*Task*
How many lines in the records below contain the string "building"? Reply with the number alone.
Start of Records supplied
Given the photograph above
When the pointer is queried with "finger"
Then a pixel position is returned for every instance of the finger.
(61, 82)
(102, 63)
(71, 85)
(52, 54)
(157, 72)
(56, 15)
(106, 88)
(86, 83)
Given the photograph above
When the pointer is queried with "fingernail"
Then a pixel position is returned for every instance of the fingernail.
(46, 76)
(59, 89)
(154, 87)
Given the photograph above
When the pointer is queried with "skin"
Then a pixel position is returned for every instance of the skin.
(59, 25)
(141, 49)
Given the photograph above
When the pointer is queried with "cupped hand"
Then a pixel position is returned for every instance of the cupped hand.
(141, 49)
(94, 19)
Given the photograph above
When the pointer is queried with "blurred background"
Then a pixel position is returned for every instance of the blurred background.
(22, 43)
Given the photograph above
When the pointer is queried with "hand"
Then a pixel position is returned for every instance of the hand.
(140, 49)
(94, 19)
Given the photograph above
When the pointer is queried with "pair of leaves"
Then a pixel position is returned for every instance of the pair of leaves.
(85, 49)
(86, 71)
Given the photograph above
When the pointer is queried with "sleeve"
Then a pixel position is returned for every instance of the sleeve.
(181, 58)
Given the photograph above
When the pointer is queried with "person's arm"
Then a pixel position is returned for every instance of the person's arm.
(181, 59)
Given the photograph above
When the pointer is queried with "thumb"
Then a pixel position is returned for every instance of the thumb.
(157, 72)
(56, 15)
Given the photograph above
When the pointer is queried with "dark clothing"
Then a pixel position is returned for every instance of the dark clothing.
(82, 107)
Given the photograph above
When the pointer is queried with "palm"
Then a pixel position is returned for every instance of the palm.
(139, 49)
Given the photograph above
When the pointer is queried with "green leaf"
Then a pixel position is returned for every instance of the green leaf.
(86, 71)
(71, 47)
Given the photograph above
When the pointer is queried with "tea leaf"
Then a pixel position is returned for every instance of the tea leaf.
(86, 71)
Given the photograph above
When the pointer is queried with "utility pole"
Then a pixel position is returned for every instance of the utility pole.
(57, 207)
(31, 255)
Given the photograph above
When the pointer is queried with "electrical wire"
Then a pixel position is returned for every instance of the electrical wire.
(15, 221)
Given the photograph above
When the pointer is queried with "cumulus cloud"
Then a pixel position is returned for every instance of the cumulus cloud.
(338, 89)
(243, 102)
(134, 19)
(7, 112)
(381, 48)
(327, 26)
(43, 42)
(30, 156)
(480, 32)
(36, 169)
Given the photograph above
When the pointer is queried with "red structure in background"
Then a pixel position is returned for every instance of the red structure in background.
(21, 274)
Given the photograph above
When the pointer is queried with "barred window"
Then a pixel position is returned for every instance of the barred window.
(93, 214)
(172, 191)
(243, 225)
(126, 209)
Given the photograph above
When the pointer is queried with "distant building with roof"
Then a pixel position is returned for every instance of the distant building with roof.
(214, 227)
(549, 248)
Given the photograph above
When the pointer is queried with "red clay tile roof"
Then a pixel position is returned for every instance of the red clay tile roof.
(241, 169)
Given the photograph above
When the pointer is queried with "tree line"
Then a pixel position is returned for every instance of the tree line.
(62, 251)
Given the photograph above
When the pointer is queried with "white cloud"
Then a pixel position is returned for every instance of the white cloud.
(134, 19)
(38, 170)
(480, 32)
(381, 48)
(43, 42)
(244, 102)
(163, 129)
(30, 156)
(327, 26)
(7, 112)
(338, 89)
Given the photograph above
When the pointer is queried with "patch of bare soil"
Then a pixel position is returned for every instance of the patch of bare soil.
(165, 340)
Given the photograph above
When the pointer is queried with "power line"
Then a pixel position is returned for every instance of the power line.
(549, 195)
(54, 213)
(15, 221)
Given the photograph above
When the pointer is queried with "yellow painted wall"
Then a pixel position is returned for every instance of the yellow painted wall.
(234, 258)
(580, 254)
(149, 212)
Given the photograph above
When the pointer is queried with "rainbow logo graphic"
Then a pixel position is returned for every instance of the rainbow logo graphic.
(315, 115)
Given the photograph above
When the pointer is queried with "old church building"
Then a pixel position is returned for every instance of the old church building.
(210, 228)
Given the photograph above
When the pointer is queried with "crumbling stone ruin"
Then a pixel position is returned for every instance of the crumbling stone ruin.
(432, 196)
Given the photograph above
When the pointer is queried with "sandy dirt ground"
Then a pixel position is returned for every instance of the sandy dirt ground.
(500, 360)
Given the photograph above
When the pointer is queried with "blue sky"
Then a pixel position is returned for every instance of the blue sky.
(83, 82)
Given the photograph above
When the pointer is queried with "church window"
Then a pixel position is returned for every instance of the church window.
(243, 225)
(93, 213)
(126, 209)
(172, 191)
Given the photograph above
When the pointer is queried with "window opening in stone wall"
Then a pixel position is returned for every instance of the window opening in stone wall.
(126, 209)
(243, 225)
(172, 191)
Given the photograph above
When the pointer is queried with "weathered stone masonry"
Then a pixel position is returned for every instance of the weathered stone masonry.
End of Records supplied
*Answer to the problem*
4